EXERCISE: Write out the listing beneath this instruction in its entirety, exactly as it reads.

(Object position labeling entries)
%%

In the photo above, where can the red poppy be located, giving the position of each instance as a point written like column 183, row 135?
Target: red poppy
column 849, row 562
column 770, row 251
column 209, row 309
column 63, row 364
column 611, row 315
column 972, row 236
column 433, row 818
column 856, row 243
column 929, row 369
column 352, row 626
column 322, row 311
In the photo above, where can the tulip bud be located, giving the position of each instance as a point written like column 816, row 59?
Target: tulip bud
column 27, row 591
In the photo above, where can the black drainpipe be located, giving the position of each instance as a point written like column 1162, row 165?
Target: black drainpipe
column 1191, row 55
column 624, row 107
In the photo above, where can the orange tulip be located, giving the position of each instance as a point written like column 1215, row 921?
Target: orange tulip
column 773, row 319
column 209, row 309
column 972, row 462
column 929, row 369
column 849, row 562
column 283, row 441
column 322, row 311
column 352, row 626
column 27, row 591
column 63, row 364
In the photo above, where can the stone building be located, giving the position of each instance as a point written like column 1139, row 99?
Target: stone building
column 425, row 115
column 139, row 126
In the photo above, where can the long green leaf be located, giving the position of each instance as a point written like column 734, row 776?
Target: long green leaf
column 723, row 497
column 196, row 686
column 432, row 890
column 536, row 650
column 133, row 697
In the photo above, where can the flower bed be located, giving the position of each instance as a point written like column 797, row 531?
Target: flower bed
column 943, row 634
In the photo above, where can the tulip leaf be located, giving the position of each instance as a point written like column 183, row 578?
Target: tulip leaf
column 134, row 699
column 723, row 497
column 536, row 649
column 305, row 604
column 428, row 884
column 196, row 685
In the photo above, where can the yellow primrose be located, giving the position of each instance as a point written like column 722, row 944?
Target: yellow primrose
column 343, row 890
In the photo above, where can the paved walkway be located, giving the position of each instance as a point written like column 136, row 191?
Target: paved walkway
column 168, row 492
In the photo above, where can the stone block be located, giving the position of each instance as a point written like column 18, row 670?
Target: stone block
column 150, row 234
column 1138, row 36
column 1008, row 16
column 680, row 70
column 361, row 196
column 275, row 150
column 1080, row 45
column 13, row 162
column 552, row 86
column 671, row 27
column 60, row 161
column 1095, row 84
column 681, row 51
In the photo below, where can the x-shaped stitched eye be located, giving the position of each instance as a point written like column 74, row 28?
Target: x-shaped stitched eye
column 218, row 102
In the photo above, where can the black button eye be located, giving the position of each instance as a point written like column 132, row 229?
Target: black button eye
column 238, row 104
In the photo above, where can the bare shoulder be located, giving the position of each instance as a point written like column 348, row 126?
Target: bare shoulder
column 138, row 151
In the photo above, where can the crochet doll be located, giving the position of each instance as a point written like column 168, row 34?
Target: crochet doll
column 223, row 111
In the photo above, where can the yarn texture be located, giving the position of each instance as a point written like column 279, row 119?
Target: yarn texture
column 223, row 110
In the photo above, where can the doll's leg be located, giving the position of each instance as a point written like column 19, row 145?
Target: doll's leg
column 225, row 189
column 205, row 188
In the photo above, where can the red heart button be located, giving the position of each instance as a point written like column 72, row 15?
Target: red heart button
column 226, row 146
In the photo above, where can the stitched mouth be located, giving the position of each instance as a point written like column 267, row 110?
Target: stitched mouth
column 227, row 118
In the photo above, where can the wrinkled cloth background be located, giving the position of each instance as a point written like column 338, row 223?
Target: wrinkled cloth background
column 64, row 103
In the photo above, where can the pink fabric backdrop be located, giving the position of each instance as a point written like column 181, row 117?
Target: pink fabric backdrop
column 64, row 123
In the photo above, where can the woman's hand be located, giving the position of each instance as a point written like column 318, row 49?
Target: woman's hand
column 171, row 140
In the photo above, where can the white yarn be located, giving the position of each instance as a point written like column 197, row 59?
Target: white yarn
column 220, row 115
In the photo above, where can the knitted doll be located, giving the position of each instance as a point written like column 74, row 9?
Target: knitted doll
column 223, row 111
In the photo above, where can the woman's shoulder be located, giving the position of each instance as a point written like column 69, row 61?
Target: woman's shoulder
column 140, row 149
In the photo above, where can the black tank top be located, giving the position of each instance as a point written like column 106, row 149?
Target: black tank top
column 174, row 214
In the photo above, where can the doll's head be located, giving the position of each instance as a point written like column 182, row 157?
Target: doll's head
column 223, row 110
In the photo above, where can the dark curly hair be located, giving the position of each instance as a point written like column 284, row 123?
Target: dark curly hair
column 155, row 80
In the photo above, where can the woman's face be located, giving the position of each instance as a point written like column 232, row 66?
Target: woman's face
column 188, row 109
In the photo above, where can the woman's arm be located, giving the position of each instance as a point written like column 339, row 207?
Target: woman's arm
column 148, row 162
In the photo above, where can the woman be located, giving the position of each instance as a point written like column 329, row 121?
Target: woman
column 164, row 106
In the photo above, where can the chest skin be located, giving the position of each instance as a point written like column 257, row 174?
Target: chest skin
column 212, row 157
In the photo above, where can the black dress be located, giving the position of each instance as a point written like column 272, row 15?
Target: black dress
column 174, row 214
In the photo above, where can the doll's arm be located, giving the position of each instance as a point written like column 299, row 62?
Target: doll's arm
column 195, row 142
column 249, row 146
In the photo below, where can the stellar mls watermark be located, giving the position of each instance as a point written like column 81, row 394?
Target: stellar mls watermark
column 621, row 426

%%

SOLUTION TO THIS TASK:
In the photo above, where can the red poppy be located, giving the position of each instance as a point written like column 183, row 135?
Target: red poppy
column 849, row 562
column 770, row 251
column 209, row 309
column 63, row 364
column 611, row 315
column 972, row 236
column 433, row 818
column 856, row 243
column 929, row 369
column 352, row 626
column 322, row 311
In the photo above, where can the tulip bud be located, giving the position of each instance as a point written like column 816, row 59?
Target: tulip bud
column 27, row 591
In the photo above, where can the black drainpipe be located, giving the position of each instance as a point written like column 1162, row 165?
Target: black drainpipe
column 1191, row 55
column 624, row 107
In the photo above, where can the orange tulip be located, giving the position of each instance as a point written like column 1215, row 921?
Target: orange tulip
column 773, row 319
column 209, row 309
column 972, row 462
column 929, row 369
column 849, row 562
column 283, row 441
column 322, row 311
column 352, row 626
column 27, row 591
column 63, row 364
In the photo above, where can the stone building be located, giving the position of each instance as a point written like column 1139, row 99?
Target: stone building
column 425, row 115
column 139, row 126
In the photo above, where can the long green leaf be located, giving the position of each instance as a point written like column 734, row 776?
Target: long green leaf
column 723, row 497
column 196, row 686
column 432, row 890
column 536, row 650
column 133, row 697
In the photo above, where can the flower bed be located, giving the position of each instance as a point written like column 797, row 531?
Target: flower bed
column 943, row 634
In the photo above, where can the tulip leaf be located, giving the position of each instance as a point written like column 183, row 578?
Target: tulip leaf
column 134, row 699
column 723, row 497
column 536, row 649
column 305, row 604
column 428, row 884
column 196, row 685
In the photo above, where can the yellow primrose be located, giving the position of each instance as a point written like column 722, row 944?
Target: yellow primrose
column 343, row 890
In the photo above, where can the paved walkway be located, giving the position of each instance as a point written like column 136, row 191?
Target: paved walkway
column 168, row 492
In the photo above, where can the stone block be located, giving the position of each instance as a point written like column 18, row 670?
Target: stone block
column 150, row 234
column 1138, row 36
column 1008, row 16
column 680, row 70
column 361, row 196
column 275, row 150
column 1080, row 45
column 13, row 162
column 552, row 86
column 671, row 27
column 60, row 161
column 1095, row 84
column 681, row 51
In the photo below, where can the x-shaped stitched eye be located, giving the position of each instance as a point written like column 74, row 28?
Target: x-shaped stitched eye
column 218, row 102
In the photo above, where can the black button eye be located, giving the position of each instance as a point written like column 132, row 229?
Target: black button eye
column 238, row 104
In the photo above, where can the bare shoulder be located, giving the position of each instance as a point written like column 348, row 126?
Target: bare shoulder
column 138, row 151
In the photo above, where can the crochet doll be located, giving the position of each instance as a point written like column 168, row 34?
Target: crochet doll
column 223, row 111
In the photo above, where can the yarn texture be located, giving the position of each instance as a point written like column 279, row 119?
Target: yarn texture
column 223, row 110
In the photo above, where can the doll's leg be located, giving the position of each instance as a point written like column 19, row 145?
Target: doll's leg
column 225, row 189
column 205, row 188
In the photo above, where can the red heart button be located, giving the position of each instance as a point written like column 72, row 15?
Target: red heart button
column 226, row 146
In the photo above, where can the stitched mouth be located, giving the position of each instance as a point written like column 267, row 110?
Target: stitched mouth
column 227, row 118
In the photo above, where can the wrinkled cloth background be located, giving the position of each instance as a point written like column 338, row 223?
Target: wrinkled cloth background
column 64, row 103
In the photo above, where can the pink fabric backdrop be located, giving the position of each instance as a point written like column 181, row 117?
Target: pink fabric backdrop
column 64, row 123
In the photo above, where can the woman's hand be located, giving the position of each instance as a point written like column 318, row 49?
Target: woman's hand
column 171, row 140
In the photo above, where can the white yarn be located, giving the position of each instance as a point written like column 197, row 59?
Target: white yarn
column 220, row 115
In the photo above, where can the knitted doll be located, giving the position of each instance as a point written like column 74, row 9?
Target: knitted doll
column 223, row 111
In the photo above, where can the woman's shoulder be located, giving the position of each instance as a point written like column 69, row 61?
Target: woman's shoulder
column 140, row 149
In the photo above, where can the black tank top be located, giving the position of each instance as a point written like column 106, row 149?
Target: black tank top
column 174, row 214
In the photo above, where can the doll's head be located, giving the position of each instance as a point written like column 182, row 157?
Target: doll's head
column 223, row 110
In the photo above, where can the dark curly hair be located, giving the position of each instance as a point written like column 284, row 123?
Target: dark curly hair
column 155, row 80
In the photo above, where can the woman's face be located, giving the position of each instance as a point written like column 232, row 66?
Target: woman's face
column 188, row 109
In the photo above, where can the woman's arm be located, giving the position of each instance as a point written like column 339, row 207?
Target: woman's arm
column 148, row 162
In the photo above, where can the woman be located, giving the position of each instance as a point written like column 329, row 121?
Target: woman
column 164, row 106
In the photo above, where can the chest skin be located, giving the position of each instance as a point written like column 257, row 174?
Target: chest skin
column 212, row 157
In the photo above, where can the black dress be located, giving the position of each instance as a point written like column 272, row 15?
Target: black dress
column 174, row 214
In the photo above, where can the doll's arm be located, giving the position of each instance as a point written like column 299, row 62?
Target: doll's arm
column 195, row 142
column 249, row 146
In the photo below, where can the stellar mls watermark be located, giving the position of each instance as a point written like column 81, row 394?
Target: stellar mls watermark
column 621, row 426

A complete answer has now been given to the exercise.